══ Строки набора данных ══

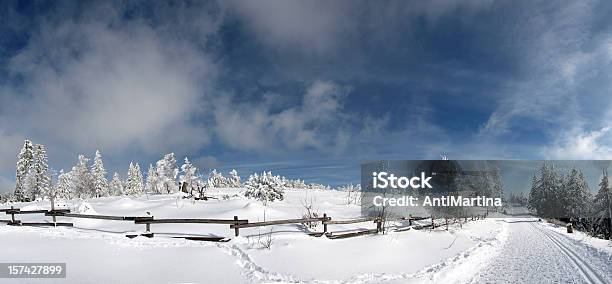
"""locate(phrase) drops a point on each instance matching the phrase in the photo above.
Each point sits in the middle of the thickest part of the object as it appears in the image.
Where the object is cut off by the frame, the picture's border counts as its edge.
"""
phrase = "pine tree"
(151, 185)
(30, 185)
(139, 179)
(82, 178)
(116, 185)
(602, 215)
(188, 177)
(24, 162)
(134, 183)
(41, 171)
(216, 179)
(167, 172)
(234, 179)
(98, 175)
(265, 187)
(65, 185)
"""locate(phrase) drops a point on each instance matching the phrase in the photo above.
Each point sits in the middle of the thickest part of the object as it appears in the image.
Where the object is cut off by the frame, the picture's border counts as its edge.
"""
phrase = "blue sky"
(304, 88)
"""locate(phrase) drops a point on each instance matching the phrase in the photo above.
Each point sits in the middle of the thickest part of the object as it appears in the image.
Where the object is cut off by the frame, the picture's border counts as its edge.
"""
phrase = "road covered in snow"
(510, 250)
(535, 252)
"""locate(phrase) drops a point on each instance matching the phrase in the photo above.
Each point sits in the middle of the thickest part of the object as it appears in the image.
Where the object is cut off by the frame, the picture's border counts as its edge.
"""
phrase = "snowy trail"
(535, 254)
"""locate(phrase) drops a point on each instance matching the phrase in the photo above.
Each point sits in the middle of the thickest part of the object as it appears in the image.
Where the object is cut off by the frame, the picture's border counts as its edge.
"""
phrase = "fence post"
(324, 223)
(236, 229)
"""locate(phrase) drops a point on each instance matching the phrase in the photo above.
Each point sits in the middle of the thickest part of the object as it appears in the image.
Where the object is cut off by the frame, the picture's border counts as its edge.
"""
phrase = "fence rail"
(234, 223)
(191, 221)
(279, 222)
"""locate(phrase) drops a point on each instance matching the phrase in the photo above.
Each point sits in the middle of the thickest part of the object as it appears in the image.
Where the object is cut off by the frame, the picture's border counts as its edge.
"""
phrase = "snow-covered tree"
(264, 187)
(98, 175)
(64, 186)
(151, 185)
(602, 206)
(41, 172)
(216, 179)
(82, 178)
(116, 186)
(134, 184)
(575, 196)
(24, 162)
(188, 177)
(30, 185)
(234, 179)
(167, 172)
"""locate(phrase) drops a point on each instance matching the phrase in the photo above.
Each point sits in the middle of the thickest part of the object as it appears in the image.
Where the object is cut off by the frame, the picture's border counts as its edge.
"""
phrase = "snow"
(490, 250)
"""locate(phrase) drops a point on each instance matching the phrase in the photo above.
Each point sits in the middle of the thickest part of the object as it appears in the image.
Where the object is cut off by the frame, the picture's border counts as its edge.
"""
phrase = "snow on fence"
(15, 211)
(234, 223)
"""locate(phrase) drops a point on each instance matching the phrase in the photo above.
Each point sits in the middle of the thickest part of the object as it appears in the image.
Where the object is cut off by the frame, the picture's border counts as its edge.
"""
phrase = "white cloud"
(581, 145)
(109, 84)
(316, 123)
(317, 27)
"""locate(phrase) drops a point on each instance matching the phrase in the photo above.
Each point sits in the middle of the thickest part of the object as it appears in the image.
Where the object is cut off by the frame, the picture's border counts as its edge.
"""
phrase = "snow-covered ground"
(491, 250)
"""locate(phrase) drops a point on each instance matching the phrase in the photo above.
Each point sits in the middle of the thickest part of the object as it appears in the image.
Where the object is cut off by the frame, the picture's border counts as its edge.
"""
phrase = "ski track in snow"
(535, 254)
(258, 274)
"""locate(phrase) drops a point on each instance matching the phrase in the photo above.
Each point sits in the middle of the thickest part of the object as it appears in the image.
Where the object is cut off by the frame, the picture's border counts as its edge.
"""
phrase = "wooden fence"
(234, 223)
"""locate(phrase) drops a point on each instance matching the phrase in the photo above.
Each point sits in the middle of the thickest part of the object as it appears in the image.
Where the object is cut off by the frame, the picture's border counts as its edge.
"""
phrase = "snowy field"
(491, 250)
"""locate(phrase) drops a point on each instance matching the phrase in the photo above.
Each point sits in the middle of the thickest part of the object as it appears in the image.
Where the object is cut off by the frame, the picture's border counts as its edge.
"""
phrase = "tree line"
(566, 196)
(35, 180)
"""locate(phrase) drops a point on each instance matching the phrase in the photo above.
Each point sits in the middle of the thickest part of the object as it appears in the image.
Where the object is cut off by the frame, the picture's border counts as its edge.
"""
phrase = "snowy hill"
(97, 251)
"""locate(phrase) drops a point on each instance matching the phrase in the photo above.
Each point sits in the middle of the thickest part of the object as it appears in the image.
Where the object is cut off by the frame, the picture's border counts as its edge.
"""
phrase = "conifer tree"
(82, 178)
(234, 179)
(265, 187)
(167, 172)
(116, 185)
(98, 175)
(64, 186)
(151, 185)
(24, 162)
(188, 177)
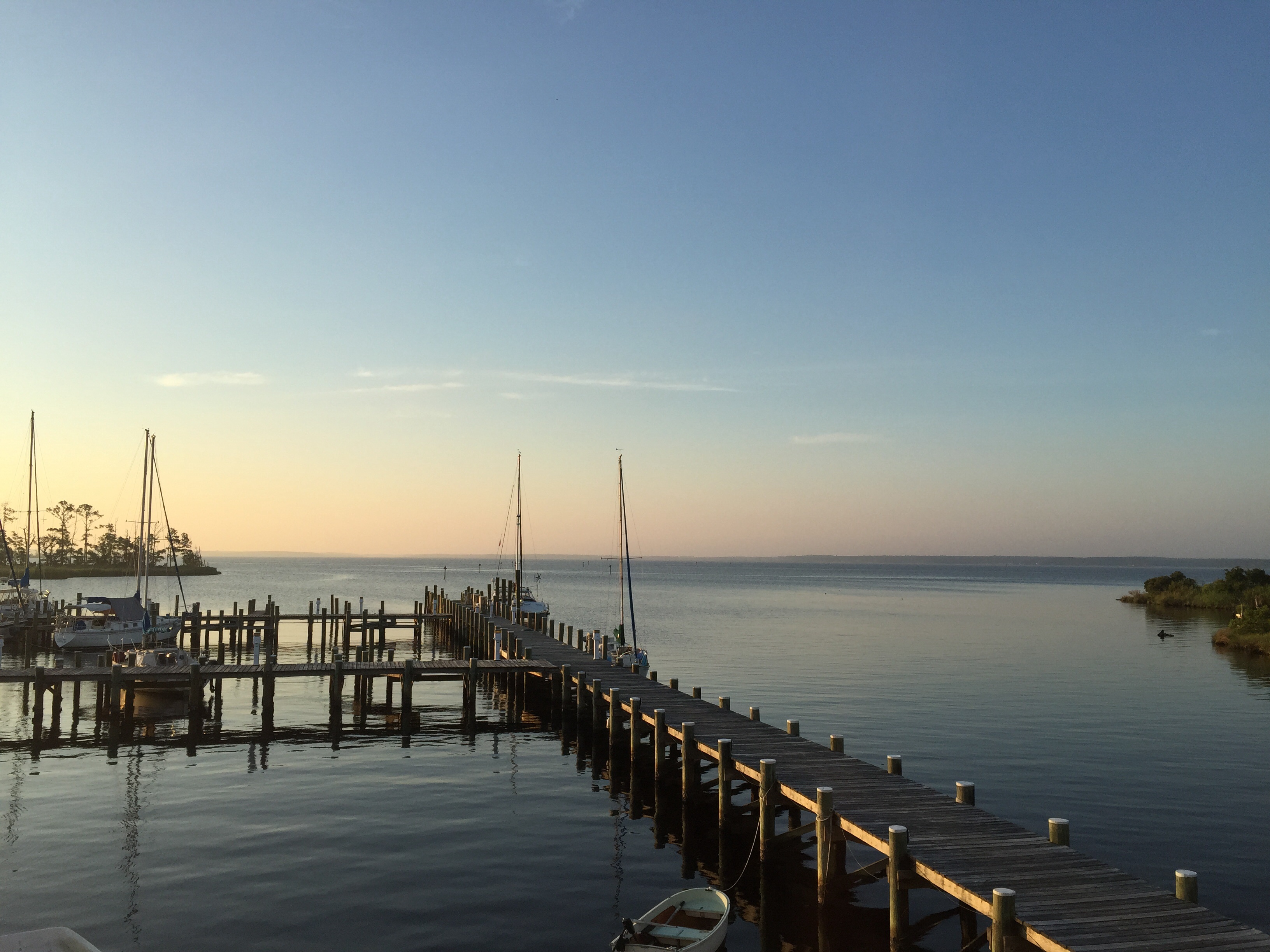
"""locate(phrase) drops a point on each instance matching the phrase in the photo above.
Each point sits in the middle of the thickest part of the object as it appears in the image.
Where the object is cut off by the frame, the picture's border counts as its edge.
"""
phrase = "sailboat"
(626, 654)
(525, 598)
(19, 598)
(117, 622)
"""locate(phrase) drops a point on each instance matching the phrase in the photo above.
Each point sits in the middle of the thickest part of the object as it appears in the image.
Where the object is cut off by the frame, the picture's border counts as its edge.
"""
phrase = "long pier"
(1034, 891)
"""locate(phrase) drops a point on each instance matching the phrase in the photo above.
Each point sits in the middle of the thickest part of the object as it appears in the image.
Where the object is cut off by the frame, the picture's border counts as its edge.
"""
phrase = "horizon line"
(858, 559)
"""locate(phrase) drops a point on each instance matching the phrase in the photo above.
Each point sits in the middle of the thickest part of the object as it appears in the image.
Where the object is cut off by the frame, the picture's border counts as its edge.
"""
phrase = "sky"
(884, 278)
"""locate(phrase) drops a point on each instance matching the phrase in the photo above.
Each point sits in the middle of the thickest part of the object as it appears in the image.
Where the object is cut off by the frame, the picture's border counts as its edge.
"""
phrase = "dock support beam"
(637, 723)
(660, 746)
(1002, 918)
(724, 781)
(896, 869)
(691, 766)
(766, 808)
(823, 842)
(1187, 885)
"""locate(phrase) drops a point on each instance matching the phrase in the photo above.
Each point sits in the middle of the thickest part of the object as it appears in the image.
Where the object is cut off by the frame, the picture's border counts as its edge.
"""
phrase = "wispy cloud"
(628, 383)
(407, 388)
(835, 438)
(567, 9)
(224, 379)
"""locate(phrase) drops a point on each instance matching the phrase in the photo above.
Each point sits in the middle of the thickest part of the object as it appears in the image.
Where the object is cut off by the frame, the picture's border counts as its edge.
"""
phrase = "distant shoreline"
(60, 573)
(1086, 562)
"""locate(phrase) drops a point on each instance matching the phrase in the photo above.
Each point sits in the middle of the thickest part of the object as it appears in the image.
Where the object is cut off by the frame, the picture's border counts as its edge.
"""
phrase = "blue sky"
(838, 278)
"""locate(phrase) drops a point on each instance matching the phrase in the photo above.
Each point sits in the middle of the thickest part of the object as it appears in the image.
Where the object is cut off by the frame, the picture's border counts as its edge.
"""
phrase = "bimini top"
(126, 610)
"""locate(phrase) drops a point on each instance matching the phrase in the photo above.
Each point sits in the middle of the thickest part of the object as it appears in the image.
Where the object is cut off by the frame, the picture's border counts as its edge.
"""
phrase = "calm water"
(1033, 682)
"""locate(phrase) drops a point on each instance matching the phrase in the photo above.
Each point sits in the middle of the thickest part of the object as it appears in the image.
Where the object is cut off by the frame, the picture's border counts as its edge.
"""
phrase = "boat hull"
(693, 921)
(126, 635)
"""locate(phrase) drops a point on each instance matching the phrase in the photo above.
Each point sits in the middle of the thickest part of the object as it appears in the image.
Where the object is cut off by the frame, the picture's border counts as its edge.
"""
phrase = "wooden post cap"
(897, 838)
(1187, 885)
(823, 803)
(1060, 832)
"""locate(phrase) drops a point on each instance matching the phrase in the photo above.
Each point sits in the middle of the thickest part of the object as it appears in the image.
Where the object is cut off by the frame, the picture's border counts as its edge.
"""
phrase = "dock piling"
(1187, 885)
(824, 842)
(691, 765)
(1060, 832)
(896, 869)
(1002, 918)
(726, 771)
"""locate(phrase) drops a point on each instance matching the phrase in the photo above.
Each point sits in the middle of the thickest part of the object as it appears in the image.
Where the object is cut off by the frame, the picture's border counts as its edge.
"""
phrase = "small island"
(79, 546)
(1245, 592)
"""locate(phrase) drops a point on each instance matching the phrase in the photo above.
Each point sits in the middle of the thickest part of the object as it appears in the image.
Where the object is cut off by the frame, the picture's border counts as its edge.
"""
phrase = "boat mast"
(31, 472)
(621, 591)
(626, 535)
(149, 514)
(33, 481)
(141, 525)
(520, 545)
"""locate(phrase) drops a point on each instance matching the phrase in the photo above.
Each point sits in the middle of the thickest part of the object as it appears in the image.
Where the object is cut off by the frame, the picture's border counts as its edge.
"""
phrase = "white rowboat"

═══

Письменное задание:
Извлеките из приведённых выше строк все строки, в которых встречается слово «covered», с учётом регистра букв.

Итоговый результат:
phrase = "road covered in snow"
phrase = "snow-covered tree"
phrase = "snow-covered ground"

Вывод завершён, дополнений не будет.